(Items listed in a dataset)
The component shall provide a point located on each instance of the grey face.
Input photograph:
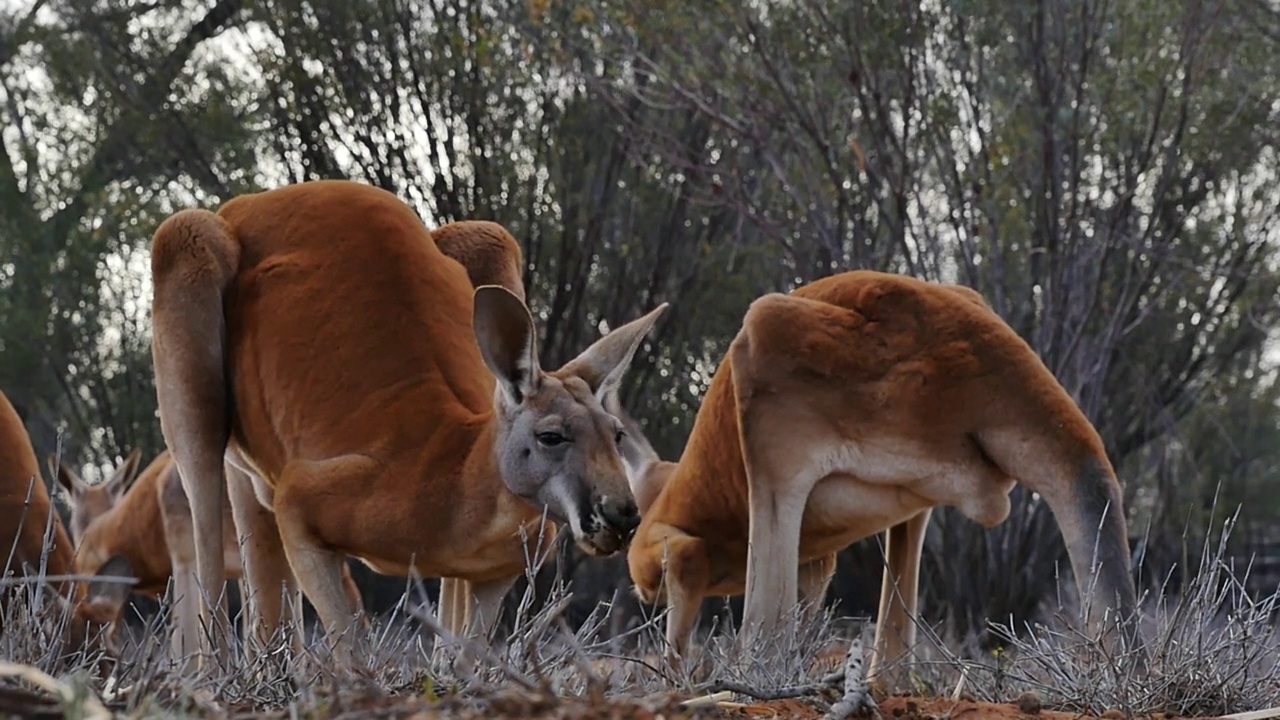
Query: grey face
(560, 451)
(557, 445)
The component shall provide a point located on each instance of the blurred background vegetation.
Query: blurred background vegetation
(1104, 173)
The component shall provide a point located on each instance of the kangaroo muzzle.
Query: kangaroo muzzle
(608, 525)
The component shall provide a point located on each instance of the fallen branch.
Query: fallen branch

Problem statement =
Pictures do not belong in the copy. Reproduce the rest of the data exactly.

Expected answer =
The component shall provide a point located on each instance of the grey face.
Input photograph:
Query: grey face
(560, 451)
(557, 445)
The component shall provide a point located on each instance of the blurred background vegetation.
Query: blurred background vegetation
(1104, 173)
The component shall provide a point located on each instance of the kangaroo muzzle.
Query: kangaroo muzzle
(608, 525)
The component shall provide a point located on each instance of the fallen branch.
Query: fallen branch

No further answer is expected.